Vical is conducting the allovectin study under a Special Protocol Assessment from the FDA that gave the OK to use durable response as the primary endpoint, but that doesn't necessarily relieve the company of demonstrating that allovectin can prolong the survival of skin cancer patients. Recently, two experimental skin cancer drugs, one from Bristol-Myers Squibb ( BMY) and the other from Roche -- have produced positive phase III results that include a survival benefit. If allovectin cannot match the efficacy of these two drugs, results from its phase III study, even if positive, may be clinically irrelevant.

Chris C. asks, "Do you have any indication of when the FDA is going to meet regarding Mela Sciences' (MELA) MelaFind application? I thought the date was early January but see no indication of such. Any insight or information you have is much appreciated."

The last we heard from Mela was in November when an FDA advisory panel voted (surprisingly) to endorse the approval of the company's MELAFind skin cancer-detection device. The positive panel vote came over the strong objections of the FDA, which voiced strong objections to MELAFind's approvability.

Advisory panel votes aren't binding on the FDA, and the agency doesn't have a deadline by which it needs to make an approval decision, so it's impossible to predict when that FDA decision may come.

Mela has not had much to say publicly since November but I do hear CEO Joe Gulfo has been meeting privately with investors, saying he expects FDA approval and talking up MELAFind launch plans. Whether or not Mela has met with the FDA since the November panel isn't clear, although the company hasn't made any announcement about an FDA meeting. Mela and FDA do not have to meet again before the agency makes a decision.

Whenever FDA does rule, my prediction is that MELAFind will not be approved.

Steve M. asks, "I was wondering if you could give us an update on Labopharm (DDSS) and their new antidepressant drug Oleptro? I am trying to understand why Labopharm will not update shareholders on Oleptro approval in Canada?"

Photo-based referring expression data
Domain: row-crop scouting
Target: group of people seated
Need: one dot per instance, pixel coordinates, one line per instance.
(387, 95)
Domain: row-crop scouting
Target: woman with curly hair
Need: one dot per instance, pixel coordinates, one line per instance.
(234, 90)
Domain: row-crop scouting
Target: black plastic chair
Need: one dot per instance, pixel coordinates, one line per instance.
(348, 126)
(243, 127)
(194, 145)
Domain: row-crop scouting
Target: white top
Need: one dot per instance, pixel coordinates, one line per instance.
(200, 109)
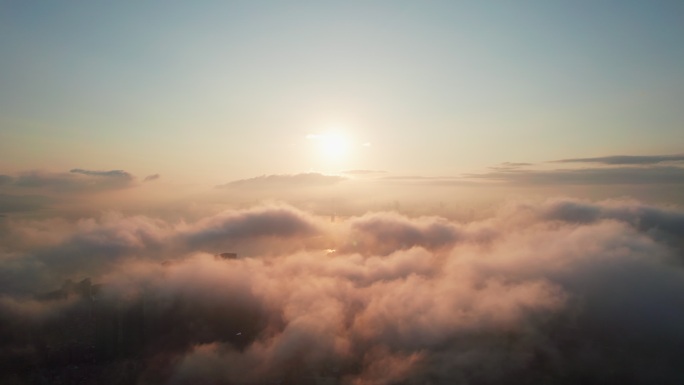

Questions
(1) Answer these from the passage on drug and device approvals.
(a) Under what arrangement with the FDA is Vical conducting the allovectin study?
(b) In what month did an FDA advisory panel vote to endorse approval of Mela's skin cancer-detection device?
(c) Which new antidepressant drug does Steve M. ask about?
(2) Write the next part of the passage on drug and device approvals, following Steve M.'s question about Labopharm.

Per-task outputs
(1)
(a) A Special Protocol Assessment
(b) November
(c) Oleptro, from Labopharm

(2)
Oleptro's U.S. commercial launch is not going well. For the week ended Dec. 31, IMS reported 545 total prescriptions for Oleptro, down from 659 and 676 in the previous two weeks of December, according to RBC Dominion analyst Doug Miehm. For the entire fourth quarter, Oleptro generated 6,500 prescriptions, well below the 25,000 expected by Miehm.

Even with a post-holiday bounce expected, Miehm lowered his current and future sales estimates for Oleptro to take into account the weak launch.

"Oleptro has yet to gain traction in the targeted anti-depressant market," Miehm wrote in a Jan. 10 research note. "While we recognize that it can take time for a new drug to make material in-roads, the drug is still lagging the weak Aplenzin launch by a concerning amount. As such, Labopharm has begun to sell assets, Ryzolt, in order to meet near-term obligations. Future deals (Oleptro in Canada) plus milestone payments will certainly help but it is critical that the U.S. Oleptro growth accelerate to ensure that a sustainable stream of cash flow can be generated relative to the company's significant ongoing expenses and net cash balances. Based on our reduced Oleptro outlook, it appears the company will require additional financing this year and could dilute current investors."

I wrote about Oleptro and its potential marketing woes last April.